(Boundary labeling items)
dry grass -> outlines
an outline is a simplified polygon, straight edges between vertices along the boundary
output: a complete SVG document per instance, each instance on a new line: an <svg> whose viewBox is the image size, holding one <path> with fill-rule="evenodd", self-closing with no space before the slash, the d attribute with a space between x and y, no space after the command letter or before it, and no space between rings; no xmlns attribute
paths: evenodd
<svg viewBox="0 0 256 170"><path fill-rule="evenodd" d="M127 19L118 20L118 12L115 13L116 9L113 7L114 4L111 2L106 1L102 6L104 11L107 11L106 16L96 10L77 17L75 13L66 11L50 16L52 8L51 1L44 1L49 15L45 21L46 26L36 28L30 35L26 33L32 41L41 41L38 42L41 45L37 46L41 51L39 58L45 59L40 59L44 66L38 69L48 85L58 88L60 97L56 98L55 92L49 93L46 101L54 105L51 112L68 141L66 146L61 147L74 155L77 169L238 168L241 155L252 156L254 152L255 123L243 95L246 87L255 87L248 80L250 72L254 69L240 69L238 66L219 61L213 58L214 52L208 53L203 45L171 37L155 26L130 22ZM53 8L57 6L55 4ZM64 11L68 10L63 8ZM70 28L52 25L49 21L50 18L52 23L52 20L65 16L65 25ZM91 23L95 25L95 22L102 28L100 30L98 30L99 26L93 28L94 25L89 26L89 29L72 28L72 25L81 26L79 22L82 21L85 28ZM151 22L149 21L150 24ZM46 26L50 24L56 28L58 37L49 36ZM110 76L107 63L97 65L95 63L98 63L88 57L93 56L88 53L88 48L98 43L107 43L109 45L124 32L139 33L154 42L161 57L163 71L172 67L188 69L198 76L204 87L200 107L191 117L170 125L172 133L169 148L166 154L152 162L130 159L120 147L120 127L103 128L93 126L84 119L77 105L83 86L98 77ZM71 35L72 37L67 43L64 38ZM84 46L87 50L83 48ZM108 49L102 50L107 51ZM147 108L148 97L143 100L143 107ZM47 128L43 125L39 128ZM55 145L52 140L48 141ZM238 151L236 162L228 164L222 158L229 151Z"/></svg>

## Set task
Please recast the records above as a two-column CSV with the headers request and answer, one row per request. Put each request's text and its answer in a single quoted field, with line breaks turned into spaces.

## Solution to the problem
request,answer
"dry grass -> outlines an outline is a simplified polygon, straight edges between vertices along the boundary output: a complete SVG document per instance, each instance on a new line: an <svg> whose viewBox is the image size, holding one <path> with fill-rule=""evenodd"", self-closing with no space before the slash, the d attribute with a space between x and y, no space after the command letter or before it, and no space between rings; no xmlns attribute paths: evenodd","<svg viewBox=""0 0 256 170""><path fill-rule=""evenodd"" d=""M127 19L118 20L118 12L115 13L116 9L113 7L114 4L111 2L106 1L102 6L104 11L107 11L106 16L96 10L77 17L75 13L66 11L50 16L52 8L51 1L44 1L49 15L45 21L46 26L36 28L30 35L26 33L32 41L41 41L38 42L41 45L37 46L41 51L39 58L45 59L40 59L44 66L38 69L48 85L58 88L60 97L56 98L55 92L49 93L46 101L54 105L51 112L68 141L66 146L61 147L74 155L77 169L238 168L241 155L252 156L254 152L255 123L243 95L246 87L255 87L248 80L250 72L254 69L240 69L238 66L219 61L213 58L214 52L208 53L203 45L171 37L155 26L130 22ZM53 8L57 6L55 4ZM64 11L68 10L63 8ZM70 28L52 25L49 21L50 18L52 23L52 20L65 16L65 25ZM91 23L95 25L95 22L102 28L100 30L98 30L99 26L93 28L94 25L89 26L89 29L72 28L72 25L81 26L79 22L82 21L85 28ZM151 22L149 21L150 24ZM46 26L50 24L56 28L58 37L49 36ZM110 76L107 63L97 65L95 63L98 63L88 57L93 56L88 53L88 48L98 43L107 43L109 45L124 32L139 33L154 42L161 57L163 71L172 67L188 69L198 76L204 87L200 107L191 117L170 125L172 133L169 148L166 154L152 162L130 159L120 147L120 127L103 128L93 126L84 119L77 105L83 86L98 77ZM71 35L72 37L67 43L64 38ZM84 46L87 50L83 48ZM108 49L102 50L107 51ZM147 108L148 97L143 100L143 107ZM47 128L43 125L39 128ZM55 145L52 140L48 141ZM238 151L236 162L228 164L222 158L229 151Z""/></svg>"